TEXT SEGMENT:
----------
A very dark outpouring

on Wednesday, January 5, 2011
Blue-that been my mood for the past 2 days.   It is not terribly surprising.  Immediately following my loss, I boarded a plane back home to India.  In the following month, given the circumstances, my emotional recovery could only have been described as superlative.  It was so because I was surrounded by the people who loved me and I was never really alone.  Now I'm back in USA, at home, except it does not feel like home anymore.  I've lived alone for the past 8 years and have been fine by myself.  I've had the fun social life (I still do, for what its worth) and I was completely self-contained, happy in the quietness that is part and parcel of living alone. But  for the first time in my life, that quietness seems suffocating.  I think its just a combination of vulnerability and sadness that should quickly pass, buts its tough going sometimes. Yesterday to get my mind off things,  I called up friends I'd been meaning to catch up with for a while, and they told me they were 3 months into an 'oops' pregnancy. Now, these people are amazing and I'm really happy for them, but of course, given my mood yesterday, that really reinforced the sadness and victimization I was feeling. I really did not need that, I can only marvel at a fate sneaky enough to make me call them on the one day that even a hallmark card could get me bawling.

I'm very good at recognizing my own limits, and the one thing I cannot EVER do again, is go through pregnancy while being alone.  It would be really nice if I suddenly met somebody tomorrow and we got to navigate this choppy sea together, but I'm not holding my breath.  So I have to wait until I'm about 2 months away from wrapping up my life (temporarily) in the US and I'm ready to make that short term move back to India. Only then can I try again.

I'm going to be candid in saying I am now utterly petrified of pregnancy. Even when I get past the first trimester, I'm going to be thinking of all the other horrible things that can go wrong.  A big part of this is because of the Turners syndrome diagnosis. When you know beyond a doubt that you have produced one bad egg, you keep thinking about what if the next time the baby actually makes it through to 5 months, and THEN you find out? I'm going to need help keeping sane the next time, obviously. Several months ago, my brother had asked my why I don't come back and go through pregnancy in India and I had unequivocally dismissed the idea. Pollution, mosquitoes, heat, monsoons...who needs that while pregnant? Moreover, I had wanted my child to be born in America so there would be fewer immigration issues to work out. Now, those concerns seem laughable, and of course, famous last words.

If you have read this far, thank you. This post is mostly like lancing a boil...I'm praying that it does not refill, I don't want to keep feeling like this.
----------
RECORDS PROVIDED:

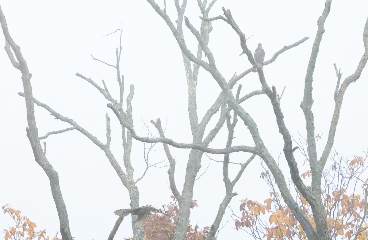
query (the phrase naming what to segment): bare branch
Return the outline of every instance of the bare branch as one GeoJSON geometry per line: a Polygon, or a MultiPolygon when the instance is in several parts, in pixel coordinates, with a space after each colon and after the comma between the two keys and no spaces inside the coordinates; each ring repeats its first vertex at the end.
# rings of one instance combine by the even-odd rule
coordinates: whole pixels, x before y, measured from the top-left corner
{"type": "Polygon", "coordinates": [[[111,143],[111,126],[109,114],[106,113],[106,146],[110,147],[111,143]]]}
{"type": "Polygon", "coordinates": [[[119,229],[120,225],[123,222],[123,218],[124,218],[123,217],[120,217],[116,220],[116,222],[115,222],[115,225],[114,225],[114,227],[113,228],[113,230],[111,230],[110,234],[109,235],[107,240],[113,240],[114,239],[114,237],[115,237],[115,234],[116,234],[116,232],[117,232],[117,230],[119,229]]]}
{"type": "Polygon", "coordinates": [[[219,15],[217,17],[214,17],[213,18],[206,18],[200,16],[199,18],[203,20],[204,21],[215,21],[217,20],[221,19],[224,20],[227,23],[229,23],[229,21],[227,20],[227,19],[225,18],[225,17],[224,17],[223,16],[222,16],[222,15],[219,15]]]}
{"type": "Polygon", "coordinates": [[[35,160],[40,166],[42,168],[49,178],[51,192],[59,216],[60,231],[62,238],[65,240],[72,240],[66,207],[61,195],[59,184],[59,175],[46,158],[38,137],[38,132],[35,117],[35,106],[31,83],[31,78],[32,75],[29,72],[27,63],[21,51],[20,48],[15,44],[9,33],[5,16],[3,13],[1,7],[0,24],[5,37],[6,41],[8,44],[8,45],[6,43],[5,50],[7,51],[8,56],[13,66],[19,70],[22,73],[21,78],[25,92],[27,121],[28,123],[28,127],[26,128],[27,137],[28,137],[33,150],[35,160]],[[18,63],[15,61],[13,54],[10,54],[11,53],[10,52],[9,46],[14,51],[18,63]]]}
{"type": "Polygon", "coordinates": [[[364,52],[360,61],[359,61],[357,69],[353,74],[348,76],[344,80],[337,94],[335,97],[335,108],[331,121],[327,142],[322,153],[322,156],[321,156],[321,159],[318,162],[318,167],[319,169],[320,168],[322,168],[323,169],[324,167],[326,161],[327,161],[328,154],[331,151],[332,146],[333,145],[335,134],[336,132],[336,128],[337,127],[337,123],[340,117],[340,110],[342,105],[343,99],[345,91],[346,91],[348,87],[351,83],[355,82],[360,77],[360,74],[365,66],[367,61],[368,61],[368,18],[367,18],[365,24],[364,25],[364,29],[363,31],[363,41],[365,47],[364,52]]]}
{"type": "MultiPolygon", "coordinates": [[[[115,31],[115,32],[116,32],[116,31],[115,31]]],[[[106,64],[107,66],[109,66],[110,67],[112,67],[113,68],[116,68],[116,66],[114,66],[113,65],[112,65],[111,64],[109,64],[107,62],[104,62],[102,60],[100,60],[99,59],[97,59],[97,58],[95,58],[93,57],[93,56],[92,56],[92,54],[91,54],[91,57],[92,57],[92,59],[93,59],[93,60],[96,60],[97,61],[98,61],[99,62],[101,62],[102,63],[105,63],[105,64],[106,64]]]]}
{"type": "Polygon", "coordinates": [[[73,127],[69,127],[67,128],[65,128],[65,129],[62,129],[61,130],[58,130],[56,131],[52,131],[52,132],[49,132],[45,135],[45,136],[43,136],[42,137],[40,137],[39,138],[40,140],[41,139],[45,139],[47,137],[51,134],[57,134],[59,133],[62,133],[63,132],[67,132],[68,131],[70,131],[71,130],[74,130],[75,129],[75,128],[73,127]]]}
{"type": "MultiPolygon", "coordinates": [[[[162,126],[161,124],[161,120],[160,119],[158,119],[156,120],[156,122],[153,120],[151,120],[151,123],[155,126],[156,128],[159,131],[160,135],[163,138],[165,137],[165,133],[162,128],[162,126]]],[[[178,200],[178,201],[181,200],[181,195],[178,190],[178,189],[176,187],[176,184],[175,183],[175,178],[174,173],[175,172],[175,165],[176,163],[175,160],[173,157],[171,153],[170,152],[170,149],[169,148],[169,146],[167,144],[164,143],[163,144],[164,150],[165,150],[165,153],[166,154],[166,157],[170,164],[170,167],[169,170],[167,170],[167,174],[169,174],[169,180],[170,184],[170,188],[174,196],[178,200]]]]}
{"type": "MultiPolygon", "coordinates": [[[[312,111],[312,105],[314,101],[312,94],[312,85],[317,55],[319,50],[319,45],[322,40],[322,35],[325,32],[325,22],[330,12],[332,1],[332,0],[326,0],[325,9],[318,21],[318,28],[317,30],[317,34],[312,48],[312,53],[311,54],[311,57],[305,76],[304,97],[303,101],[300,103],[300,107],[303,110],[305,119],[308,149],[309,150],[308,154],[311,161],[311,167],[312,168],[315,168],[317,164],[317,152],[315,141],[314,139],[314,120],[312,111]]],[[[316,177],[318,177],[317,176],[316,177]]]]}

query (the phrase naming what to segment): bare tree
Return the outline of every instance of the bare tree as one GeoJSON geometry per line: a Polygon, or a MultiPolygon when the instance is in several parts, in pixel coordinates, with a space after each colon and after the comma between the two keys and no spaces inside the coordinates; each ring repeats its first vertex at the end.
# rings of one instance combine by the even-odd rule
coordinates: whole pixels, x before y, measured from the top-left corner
----------
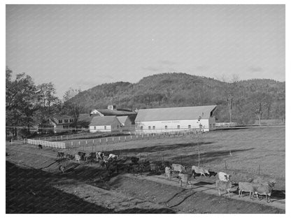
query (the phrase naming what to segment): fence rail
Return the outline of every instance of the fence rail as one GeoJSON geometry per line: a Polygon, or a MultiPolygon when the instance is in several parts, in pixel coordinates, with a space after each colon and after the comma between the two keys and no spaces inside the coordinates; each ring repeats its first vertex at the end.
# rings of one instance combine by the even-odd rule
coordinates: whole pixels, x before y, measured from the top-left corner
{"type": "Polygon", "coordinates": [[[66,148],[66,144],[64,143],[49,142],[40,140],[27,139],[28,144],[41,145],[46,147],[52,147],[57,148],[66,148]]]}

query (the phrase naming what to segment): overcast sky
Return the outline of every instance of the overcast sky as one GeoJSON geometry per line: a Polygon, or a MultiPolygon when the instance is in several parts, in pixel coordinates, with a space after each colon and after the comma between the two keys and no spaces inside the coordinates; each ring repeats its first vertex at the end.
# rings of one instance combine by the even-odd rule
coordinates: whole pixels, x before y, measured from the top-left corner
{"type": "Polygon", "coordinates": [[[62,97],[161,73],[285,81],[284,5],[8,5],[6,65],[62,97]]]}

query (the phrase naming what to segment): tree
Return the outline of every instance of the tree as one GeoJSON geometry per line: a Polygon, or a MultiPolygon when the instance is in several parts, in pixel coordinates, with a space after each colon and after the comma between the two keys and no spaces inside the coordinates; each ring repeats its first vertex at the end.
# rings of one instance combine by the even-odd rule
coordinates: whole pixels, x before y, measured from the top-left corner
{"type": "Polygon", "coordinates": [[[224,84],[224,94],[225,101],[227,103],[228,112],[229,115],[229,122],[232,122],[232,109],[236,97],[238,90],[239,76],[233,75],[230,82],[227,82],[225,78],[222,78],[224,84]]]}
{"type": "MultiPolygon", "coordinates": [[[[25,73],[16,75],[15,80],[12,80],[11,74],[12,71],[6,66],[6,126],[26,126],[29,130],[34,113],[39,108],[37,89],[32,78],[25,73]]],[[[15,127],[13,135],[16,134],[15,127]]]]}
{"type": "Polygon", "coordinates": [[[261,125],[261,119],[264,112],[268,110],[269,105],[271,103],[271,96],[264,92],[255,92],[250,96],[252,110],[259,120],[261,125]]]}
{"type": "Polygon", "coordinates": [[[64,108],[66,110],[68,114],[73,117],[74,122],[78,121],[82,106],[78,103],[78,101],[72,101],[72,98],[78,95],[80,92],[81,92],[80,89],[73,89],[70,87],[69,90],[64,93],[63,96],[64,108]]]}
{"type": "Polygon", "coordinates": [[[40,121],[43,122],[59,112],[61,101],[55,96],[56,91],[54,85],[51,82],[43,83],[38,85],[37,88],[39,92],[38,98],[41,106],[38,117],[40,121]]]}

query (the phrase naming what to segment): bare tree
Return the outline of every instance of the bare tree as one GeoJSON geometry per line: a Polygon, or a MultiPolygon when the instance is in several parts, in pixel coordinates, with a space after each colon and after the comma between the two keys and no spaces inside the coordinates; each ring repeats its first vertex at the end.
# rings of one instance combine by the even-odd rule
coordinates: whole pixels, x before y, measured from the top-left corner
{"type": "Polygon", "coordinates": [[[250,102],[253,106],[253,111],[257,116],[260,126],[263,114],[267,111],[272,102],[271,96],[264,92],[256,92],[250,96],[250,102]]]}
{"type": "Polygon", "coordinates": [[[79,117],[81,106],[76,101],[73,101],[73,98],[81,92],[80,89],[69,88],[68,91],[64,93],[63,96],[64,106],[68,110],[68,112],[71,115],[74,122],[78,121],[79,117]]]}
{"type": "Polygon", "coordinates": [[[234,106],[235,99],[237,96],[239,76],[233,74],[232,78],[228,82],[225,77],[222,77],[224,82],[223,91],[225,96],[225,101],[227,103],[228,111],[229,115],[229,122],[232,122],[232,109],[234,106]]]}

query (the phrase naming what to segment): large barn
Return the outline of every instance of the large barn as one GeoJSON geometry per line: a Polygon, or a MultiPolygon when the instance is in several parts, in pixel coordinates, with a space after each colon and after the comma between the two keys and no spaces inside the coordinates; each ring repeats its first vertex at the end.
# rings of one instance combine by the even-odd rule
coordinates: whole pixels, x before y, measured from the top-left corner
----------
TASK PROMPT:
Please say how long the writer of the blog post has lived alone. The records have nothing to do with this.

TASK RESULT:
For the past 8 years.